# Textauszug

EStG § 18 Abs. 3 S. 2, § 16 Abs. 2 S. 1, Abs. 3 S. 7, § 4 Abs. 5 S. 1 Nr. 6b

 

Streitjahr(e)

2001

 

Nachgehend

BFH (Urteil vom 16.06.2020; Aktenzeichen VIII R 15/17)

 

Tatbestand

Streitig ist die Höhe des Entnahmegewinns aus der Überführung des häuslichen Arbeitszimmers in das Privatvermögen im Rahmen der Aufgabe der freiberuflichen Tätigkeit des Klägers im Jahr 2001.

# Zeilen des Datensatzes
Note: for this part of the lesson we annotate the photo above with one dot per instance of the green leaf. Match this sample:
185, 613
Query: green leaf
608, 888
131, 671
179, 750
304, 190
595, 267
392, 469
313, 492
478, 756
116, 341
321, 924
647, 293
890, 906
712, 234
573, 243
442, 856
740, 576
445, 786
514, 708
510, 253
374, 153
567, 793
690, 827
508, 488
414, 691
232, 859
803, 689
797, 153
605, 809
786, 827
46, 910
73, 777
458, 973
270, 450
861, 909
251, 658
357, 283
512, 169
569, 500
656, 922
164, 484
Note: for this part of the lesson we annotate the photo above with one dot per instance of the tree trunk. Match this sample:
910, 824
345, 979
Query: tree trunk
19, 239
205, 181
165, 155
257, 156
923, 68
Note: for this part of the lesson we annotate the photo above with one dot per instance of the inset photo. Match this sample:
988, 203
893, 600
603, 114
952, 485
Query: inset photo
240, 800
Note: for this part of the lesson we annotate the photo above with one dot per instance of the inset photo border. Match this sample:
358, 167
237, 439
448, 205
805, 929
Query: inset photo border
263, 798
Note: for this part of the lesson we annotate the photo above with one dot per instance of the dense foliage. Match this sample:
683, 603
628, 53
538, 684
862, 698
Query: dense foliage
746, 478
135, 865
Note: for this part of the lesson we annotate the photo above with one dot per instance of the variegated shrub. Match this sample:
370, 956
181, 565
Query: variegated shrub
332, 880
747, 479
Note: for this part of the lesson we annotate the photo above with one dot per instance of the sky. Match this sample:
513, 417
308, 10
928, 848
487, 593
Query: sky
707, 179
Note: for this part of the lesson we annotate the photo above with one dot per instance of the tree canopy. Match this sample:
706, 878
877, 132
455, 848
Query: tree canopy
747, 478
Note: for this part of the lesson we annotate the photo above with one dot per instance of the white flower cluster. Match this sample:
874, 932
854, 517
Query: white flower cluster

# Aufgabenstellung
A: Nenne alle Vorschriften des EStG, die in der ersten Zeile des Textauszugs angeführt werden, jeweils vollständig mit Paragraf, Absatz, Satz und gegebenenfalls Nummer.
B: Bitte beantworte anhand des Textauszugs die folgenden Fragen, jede in einer eigenen Zeile:
(i) Welches Jahr ist als Streitjahr angegeben?
(ii) Welches Gericht hat nachgehend entschieden, und unter welchem Aktenzeichen?
(iii) Aus welcher Überführung stammt der Entnahmegewinn, dessen Höhe streitig ist?

# Lösungen je Aufgabe
A:
§ 18 Abs. 3 S. 2 EStG
§ 16 Abs. 2 S. 1 EStG
§ 16 Abs. 3 S. 7 EStG
§ 4 Abs. 5 S. 1 Nr. 6b EStG

B:
(i) 2001
(ii) Der BFH, Aktenzeichen VIII R 15/17
(iii) Aus der Überführung des häuslichen Arbeitszimmers in das Privatvermögen